**ACTIONS TO TAKE**
A – In the pentagon-inside-the-square derivation, what must the two red marked angles be for sides QR and TS to stay within BC and AD?
B – Write out the pentagon-inside-the-square derivation from "Let one of the" to "pentagon be $s$ .", inclusive.
C – Continue the pentagon-inside-the-square derivation from where it stops.
==== SOURCE ====
Pentagon inside the Square

Let one of the vertices $P$ of pentagon be at the distance of $a$ from one vertex $A$ of the square as shown in the figure. Now the two sides of pentagon from $P$ is at angle $\theta$ and $72\degree - \theta$ as shown. Let the side length of pentagon be $s$ .

From both the lower triangles we get

$s\text{ cos }\theta = 1 - a\hspace{50pt}$ and $\hspace{50pt} s\text{ cos}(72 - \theta) = a$

Combining both the equation,

$s \text{ cos }\theta + s\text{ cos}(72 - \theta) = 1\newline \Rightarrow s = \Large\frac{1}{\text{ cos }\theta\, + \text{ cos}(72 - \theta)} = \frac{1}{2\text{ cos }36\text{ cos}(36 - \theta)}$

Two sides $PQ$ and $PT$ are drawn. Now to construct the next two sides $QR$ and $TS$ within the boundary $BC$ and $AD$ respectively, two red marked angles in the figure should be greater than or equal to $108\degree$ .
==== STORED ROWS ====
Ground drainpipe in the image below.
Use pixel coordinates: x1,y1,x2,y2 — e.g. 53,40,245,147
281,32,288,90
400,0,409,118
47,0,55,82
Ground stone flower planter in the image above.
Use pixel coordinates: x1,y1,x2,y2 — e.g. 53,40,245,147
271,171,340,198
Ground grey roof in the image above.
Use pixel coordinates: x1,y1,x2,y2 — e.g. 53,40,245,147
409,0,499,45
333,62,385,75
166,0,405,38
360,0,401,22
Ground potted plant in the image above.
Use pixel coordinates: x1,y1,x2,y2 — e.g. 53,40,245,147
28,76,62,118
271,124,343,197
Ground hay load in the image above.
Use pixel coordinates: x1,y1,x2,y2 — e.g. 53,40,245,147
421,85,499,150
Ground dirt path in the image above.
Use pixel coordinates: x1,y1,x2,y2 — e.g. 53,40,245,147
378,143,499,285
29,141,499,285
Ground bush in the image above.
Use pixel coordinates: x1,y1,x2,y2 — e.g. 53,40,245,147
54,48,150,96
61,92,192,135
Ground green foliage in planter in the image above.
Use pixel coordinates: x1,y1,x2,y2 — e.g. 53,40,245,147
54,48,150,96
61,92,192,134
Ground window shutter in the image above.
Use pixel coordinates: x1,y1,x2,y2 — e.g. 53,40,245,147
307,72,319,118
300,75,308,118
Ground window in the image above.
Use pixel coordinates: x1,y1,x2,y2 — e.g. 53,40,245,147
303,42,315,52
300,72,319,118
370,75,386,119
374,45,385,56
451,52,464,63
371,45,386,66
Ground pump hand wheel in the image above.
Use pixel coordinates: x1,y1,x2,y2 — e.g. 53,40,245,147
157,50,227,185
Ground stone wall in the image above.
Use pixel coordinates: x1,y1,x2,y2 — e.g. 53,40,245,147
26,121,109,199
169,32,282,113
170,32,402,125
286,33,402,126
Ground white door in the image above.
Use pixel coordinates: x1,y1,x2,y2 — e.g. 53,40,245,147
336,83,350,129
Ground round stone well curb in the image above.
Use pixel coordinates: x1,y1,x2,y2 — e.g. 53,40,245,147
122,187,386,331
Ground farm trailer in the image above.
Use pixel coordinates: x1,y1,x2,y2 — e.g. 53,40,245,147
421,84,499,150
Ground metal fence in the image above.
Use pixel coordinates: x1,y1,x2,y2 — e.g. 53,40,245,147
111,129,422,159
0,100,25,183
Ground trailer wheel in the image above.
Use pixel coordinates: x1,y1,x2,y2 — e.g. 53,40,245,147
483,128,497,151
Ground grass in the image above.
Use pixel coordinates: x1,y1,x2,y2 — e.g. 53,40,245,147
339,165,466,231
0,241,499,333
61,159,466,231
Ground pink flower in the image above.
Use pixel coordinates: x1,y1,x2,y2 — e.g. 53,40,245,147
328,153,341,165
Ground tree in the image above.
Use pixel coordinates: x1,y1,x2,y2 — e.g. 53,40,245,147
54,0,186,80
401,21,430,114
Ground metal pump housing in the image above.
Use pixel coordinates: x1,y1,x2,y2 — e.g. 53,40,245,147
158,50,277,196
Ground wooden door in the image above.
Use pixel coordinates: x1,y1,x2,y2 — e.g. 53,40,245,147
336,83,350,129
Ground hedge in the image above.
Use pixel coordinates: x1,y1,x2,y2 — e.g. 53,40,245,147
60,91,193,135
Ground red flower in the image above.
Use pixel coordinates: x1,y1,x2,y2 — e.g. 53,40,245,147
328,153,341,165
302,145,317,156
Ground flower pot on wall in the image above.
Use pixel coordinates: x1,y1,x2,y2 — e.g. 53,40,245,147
====
**ANSWERS TO THE PROBLEMS**
A – Greater than or equal to 108°.

B –
Let one of the vertices $P$ of pentagon be at the distance of $a$ from one vertex $A$ of the square as shown in the figure. Now the two sides of pentagon from $P$ is at angle $\theta$ and $72\degree - \theta$ as shown. Let the side length of pentagon be $s$ .

C –
$90 + \theta \geq 108\hspace{50pt}$ and $\hspace{50pt} 162 - \theta \geq 108$

$\Rightarrow 18\leq \theta \leq 54$

Now conditions are made to ensure that $QR$ and $TS$ lies within the boundary $CD$ .

$BQ + QL \leq BC \hspace{50pt}$ and $\hspace{50pt}AT + TM \leq AD\newline \Rightarrow s\text{ sin }\theta + s\text{ cos}(\theta - 18) \leq 1 \hspace{50pt}$ and $\hspace{50pt}s\text{ sin}(72 - \theta) + s\text{ cos}(54 - \theta)\leq 1$

We see that on replacing $\theta$ by $72 - \theta$ in one inequation we will get the other. This implies that on solving one inequation we can the solution of other inequation by just replacing $\theta$ by $72 - \theta$ . Now solving for 1st inequation by putting the value of $s$ in terms of $\theta$ .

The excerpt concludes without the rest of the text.